[Stored dataset items]
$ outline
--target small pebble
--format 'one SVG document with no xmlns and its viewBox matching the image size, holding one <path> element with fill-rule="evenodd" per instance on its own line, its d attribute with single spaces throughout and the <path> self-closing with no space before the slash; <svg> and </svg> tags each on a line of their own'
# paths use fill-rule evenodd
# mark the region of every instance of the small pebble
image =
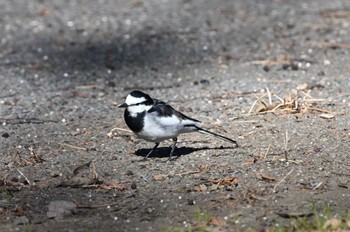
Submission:
<svg viewBox="0 0 350 232">
<path fill-rule="evenodd" d="M 136 188 L 137 188 L 137 185 L 136 185 L 135 182 L 132 182 L 130 187 L 131 187 L 131 189 L 136 189 Z"/>
<path fill-rule="evenodd" d="M 321 70 L 317 73 L 317 76 L 324 76 L 324 75 L 326 75 L 326 73 L 323 70 Z"/>
<path fill-rule="evenodd" d="M 292 70 L 296 71 L 299 69 L 299 65 L 297 63 L 292 63 L 291 66 Z"/>
<path fill-rule="evenodd" d="M 199 81 L 199 83 L 201 83 L 202 85 L 209 85 L 210 82 L 207 79 L 202 79 Z"/>
<path fill-rule="evenodd" d="M 115 87 L 115 82 L 109 81 L 109 82 L 107 83 L 107 86 L 108 86 L 108 87 Z"/>
<path fill-rule="evenodd" d="M 2 137 L 7 139 L 8 137 L 10 137 L 10 135 L 9 135 L 9 133 L 5 132 L 5 133 L 2 134 Z"/>
<path fill-rule="evenodd" d="M 48 218 L 62 219 L 63 217 L 70 216 L 76 212 L 76 204 L 72 201 L 51 201 L 48 209 Z"/>
<path fill-rule="evenodd" d="M 188 199 L 188 200 L 187 200 L 187 204 L 188 204 L 188 205 L 195 205 L 196 202 L 195 202 L 193 199 Z"/>
<path fill-rule="evenodd" d="M 330 60 L 324 60 L 323 61 L 323 65 L 330 65 L 331 64 L 331 61 Z"/>
<path fill-rule="evenodd" d="M 283 64 L 283 65 L 282 65 L 282 69 L 283 69 L 283 70 L 287 70 L 288 68 L 289 68 L 289 64 Z"/>
<path fill-rule="evenodd" d="M 125 175 L 127 175 L 127 176 L 132 176 L 132 175 L 134 175 L 134 173 L 133 173 L 131 170 L 128 170 L 128 171 L 125 173 Z"/>
</svg>

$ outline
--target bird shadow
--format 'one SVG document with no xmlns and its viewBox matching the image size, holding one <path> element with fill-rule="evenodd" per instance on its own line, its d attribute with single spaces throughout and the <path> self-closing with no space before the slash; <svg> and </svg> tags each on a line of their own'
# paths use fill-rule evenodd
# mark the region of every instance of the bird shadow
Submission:
<svg viewBox="0 0 350 232">
<path fill-rule="evenodd" d="M 192 147 L 180 147 L 175 148 L 175 151 L 173 153 L 173 157 L 181 157 L 184 155 L 189 155 L 196 151 L 205 151 L 205 150 L 227 150 L 227 149 L 234 149 L 236 147 L 201 147 L 201 148 L 192 148 Z M 147 148 L 141 148 L 135 152 L 135 155 L 146 157 L 146 155 L 151 151 L 152 149 Z M 160 147 L 153 151 L 151 156 L 149 158 L 165 158 L 169 157 L 171 152 L 171 147 Z"/>
</svg>

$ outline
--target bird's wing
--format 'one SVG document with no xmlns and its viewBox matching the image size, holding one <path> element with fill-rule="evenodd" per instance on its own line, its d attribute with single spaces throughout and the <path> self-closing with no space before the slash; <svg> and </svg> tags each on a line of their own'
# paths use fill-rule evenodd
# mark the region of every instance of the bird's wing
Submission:
<svg viewBox="0 0 350 232">
<path fill-rule="evenodd" d="M 176 115 L 181 120 L 190 120 L 193 123 L 200 122 L 197 119 L 190 118 L 184 115 L 183 113 L 178 112 L 169 104 L 163 101 L 160 101 L 157 99 L 153 99 L 153 100 L 154 100 L 154 104 L 152 108 L 148 110 L 149 113 L 156 112 L 158 116 L 161 116 L 161 117 L 172 117 L 173 115 Z"/>
</svg>

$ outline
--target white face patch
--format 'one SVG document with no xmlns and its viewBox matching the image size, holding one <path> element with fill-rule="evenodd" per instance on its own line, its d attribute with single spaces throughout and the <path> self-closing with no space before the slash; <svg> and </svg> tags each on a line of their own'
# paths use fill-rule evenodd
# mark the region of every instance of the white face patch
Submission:
<svg viewBox="0 0 350 232">
<path fill-rule="evenodd" d="M 138 113 L 142 113 L 144 111 L 148 111 L 151 109 L 152 106 L 146 106 L 146 105 L 136 105 L 136 106 L 129 106 L 128 111 L 131 114 L 131 116 L 136 117 Z"/>
<path fill-rule="evenodd" d="M 144 97 L 133 97 L 130 94 L 126 97 L 125 103 L 128 105 L 134 105 L 146 101 Z"/>
</svg>

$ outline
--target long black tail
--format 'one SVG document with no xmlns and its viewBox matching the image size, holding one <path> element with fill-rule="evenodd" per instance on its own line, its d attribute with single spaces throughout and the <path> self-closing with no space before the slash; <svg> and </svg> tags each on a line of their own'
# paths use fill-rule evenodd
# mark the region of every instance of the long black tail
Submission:
<svg viewBox="0 0 350 232">
<path fill-rule="evenodd" d="M 233 139 L 230 139 L 230 138 L 227 138 L 227 137 L 225 137 L 225 136 L 222 136 L 222 135 L 215 134 L 215 133 L 213 133 L 213 132 L 204 130 L 204 129 L 198 127 L 198 126 L 195 126 L 195 127 L 196 127 L 196 129 L 197 129 L 197 131 L 198 131 L 199 133 L 206 134 L 206 135 L 211 135 L 211 136 L 217 137 L 217 138 L 219 138 L 219 139 L 225 140 L 225 141 L 227 141 L 227 142 L 234 143 L 234 144 L 236 145 L 236 147 L 238 147 L 238 143 L 237 143 L 235 140 L 233 140 Z"/>
</svg>

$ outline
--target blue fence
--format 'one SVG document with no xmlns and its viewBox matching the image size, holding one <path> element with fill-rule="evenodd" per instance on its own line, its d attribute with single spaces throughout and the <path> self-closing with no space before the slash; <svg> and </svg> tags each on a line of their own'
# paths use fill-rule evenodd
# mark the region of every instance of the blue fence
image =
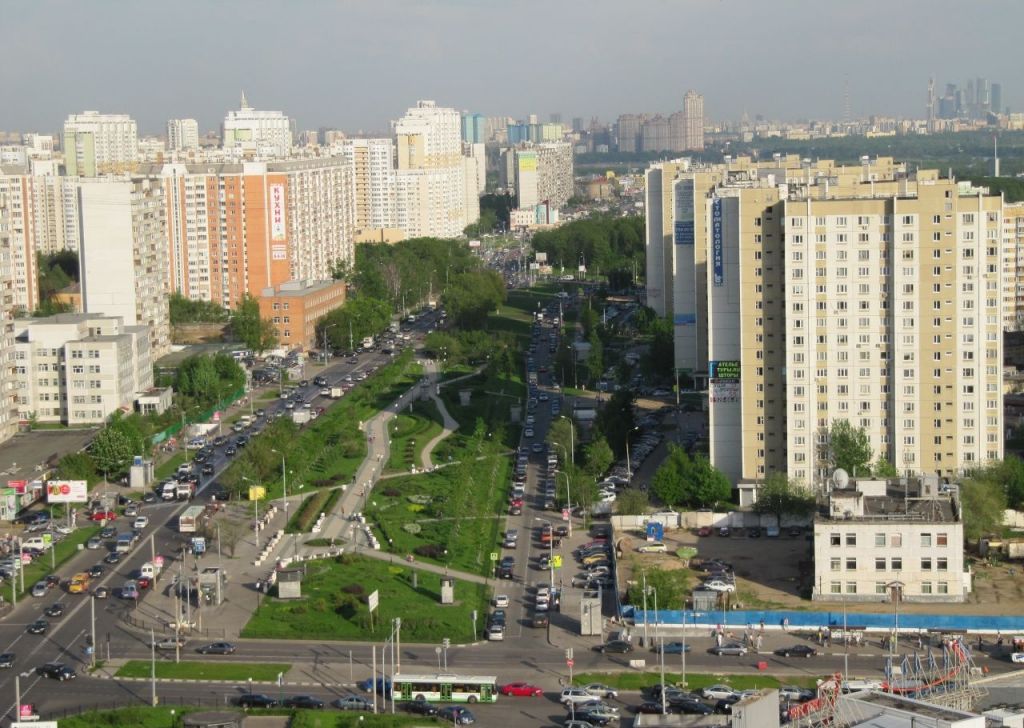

### Task
Could you repeat every record exactly as written, with the pictures left out?

### Answer to the problem
$ outline
--target small pebble
--format 'one SVG document with no xmlns and its viewBox matching the image size, holding one <path> element with fill-rule="evenodd" per instance on its own line, its d attribute with single spaces throughout and the <path> self-closing with no space before the slash; <svg> and </svg> tags each on a line of their own'
# paths use fill-rule evenodd
# mark the region of every instance of the small pebble
image =
Submission:
<svg viewBox="0 0 350 232">
<path fill-rule="evenodd" d="M 136 188 L 137 188 L 137 185 L 136 185 L 135 182 L 132 182 L 130 187 L 131 187 L 131 189 L 136 189 Z"/>
<path fill-rule="evenodd" d="M 321 70 L 317 73 L 317 76 L 324 76 L 324 75 L 326 75 L 326 73 L 323 70 Z"/>
<path fill-rule="evenodd" d="M 292 70 L 296 71 L 299 69 L 299 65 L 297 63 L 292 63 L 291 66 Z"/>
<path fill-rule="evenodd" d="M 199 81 L 199 83 L 201 83 L 202 85 L 209 85 L 210 82 L 207 79 L 202 79 Z"/>
<path fill-rule="evenodd" d="M 115 87 L 115 82 L 109 81 L 109 82 L 107 83 L 107 86 L 108 86 L 108 87 Z"/>
<path fill-rule="evenodd" d="M 2 137 L 7 139 L 8 137 L 10 137 L 10 135 L 9 135 L 9 133 L 5 132 L 5 133 L 2 134 Z"/>
<path fill-rule="evenodd" d="M 48 218 L 62 219 L 63 217 L 70 216 L 76 212 L 76 204 L 72 201 L 51 201 L 48 209 Z"/>
<path fill-rule="evenodd" d="M 188 199 L 188 200 L 187 200 L 187 204 L 188 204 L 188 205 L 195 205 L 196 202 L 195 202 L 193 199 Z"/>
<path fill-rule="evenodd" d="M 330 60 L 324 60 L 323 61 L 323 65 L 330 65 L 331 64 L 331 61 Z"/>
<path fill-rule="evenodd" d="M 283 64 L 283 65 L 282 65 L 282 69 L 283 69 L 283 70 L 287 70 L 288 68 L 289 68 L 289 64 Z"/>
<path fill-rule="evenodd" d="M 125 175 L 127 175 L 127 176 L 132 176 L 132 175 L 134 175 L 134 173 L 133 173 L 131 170 L 128 170 L 128 171 L 125 173 Z"/>
</svg>

$ outline
--target bird shadow
--format 'one SVG document with no xmlns and its viewBox matching the image size, holding one <path> element with fill-rule="evenodd" per instance on its own line, its d attribute with single spaces throughout and the <path> self-closing with no space before the slash; <svg> and </svg> tags each on a line of their own'
# paths use fill-rule evenodd
# mark the region of every instance of the bird shadow
Submission:
<svg viewBox="0 0 350 232">
<path fill-rule="evenodd" d="M 192 147 L 180 147 L 175 148 L 175 151 L 173 153 L 173 157 L 181 157 L 184 155 L 189 155 L 196 151 L 205 151 L 205 150 L 227 150 L 227 149 L 234 149 L 236 147 L 201 147 L 201 148 L 192 148 Z M 147 148 L 141 148 L 135 152 L 135 155 L 146 157 L 146 155 L 151 151 L 152 149 Z M 160 147 L 153 151 L 151 156 L 149 158 L 165 158 L 169 157 L 171 152 L 171 147 Z"/>
</svg>

$ outline
--target bird's wing
--format 'one SVG document with no xmlns and its viewBox matching the image size, holding one <path> element with fill-rule="evenodd" per instance on its own line, its d attribute with single spaces throughout and the <path> self-closing with no space before the slash; <svg> and </svg> tags each on a line of their own'
# paths use fill-rule evenodd
# mark the region of every instance of the bird's wing
Submission:
<svg viewBox="0 0 350 232">
<path fill-rule="evenodd" d="M 176 115 L 181 120 L 190 120 L 193 123 L 200 122 L 197 119 L 190 118 L 184 115 L 183 113 L 178 112 L 169 104 L 163 101 L 160 101 L 157 99 L 153 99 L 153 100 L 154 100 L 154 104 L 152 108 L 148 110 L 149 113 L 156 112 L 158 116 L 161 116 L 161 117 L 172 117 L 173 115 Z"/>
</svg>

$ outline
--target white face patch
--format 'one SVG document with no xmlns and its viewBox matching the image size, holding one <path> element with fill-rule="evenodd" per instance on its own line, its d attribute with single spaces throughout and the <path> self-closing with no space before the slash; <svg> and </svg> tags each on a line of their own'
# paths use fill-rule evenodd
# mark the region of every instance of the white face patch
Submission:
<svg viewBox="0 0 350 232">
<path fill-rule="evenodd" d="M 138 113 L 142 113 L 144 111 L 148 111 L 151 109 L 152 106 L 146 106 L 146 105 L 136 105 L 136 106 L 129 106 L 128 111 L 131 114 L 131 116 L 136 117 Z"/>
<path fill-rule="evenodd" d="M 144 97 L 133 97 L 130 94 L 126 97 L 125 103 L 128 105 L 134 105 L 146 101 Z"/>
</svg>

$ outline
--target long black tail
--format 'one SVG document with no xmlns and its viewBox matching the image size, holding one <path> element with fill-rule="evenodd" per instance on its own line, its d attribute with single spaces throughout and the <path> self-closing with no space before the slash; <svg> and </svg> tags each on a line of their own'
# paths use fill-rule evenodd
# mark the region of every instance of the long black tail
Submission:
<svg viewBox="0 0 350 232">
<path fill-rule="evenodd" d="M 233 139 L 230 139 L 230 138 L 227 138 L 227 137 L 225 137 L 225 136 L 222 136 L 222 135 L 215 134 L 215 133 L 213 133 L 213 132 L 204 130 L 204 129 L 198 127 L 198 126 L 195 126 L 195 127 L 196 127 L 196 129 L 197 129 L 197 131 L 198 131 L 199 133 L 206 134 L 206 135 L 211 135 L 211 136 L 217 137 L 217 138 L 219 138 L 219 139 L 225 140 L 225 141 L 227 141 L 227 142 L 234 143 L 234 144 L 236 145 L 236 147 L 238 147 L 238 143 L 237 143 L 235 140 L 233 140 Z"/>
</svg>

$ outline
--target blue fence
--format 'one SVG document with no xmlns and its viewBox matching the image size, holding one <path> element with fill-rule="evenodd" per instance on its own line, its d attribute with single spaces throughout and the <path> self-closing with no space before the slash; <svg> and </svg> tags each on a line of their own'
# paths use fill-rule evenodd
# mark the region of every instance of the blue fence
image =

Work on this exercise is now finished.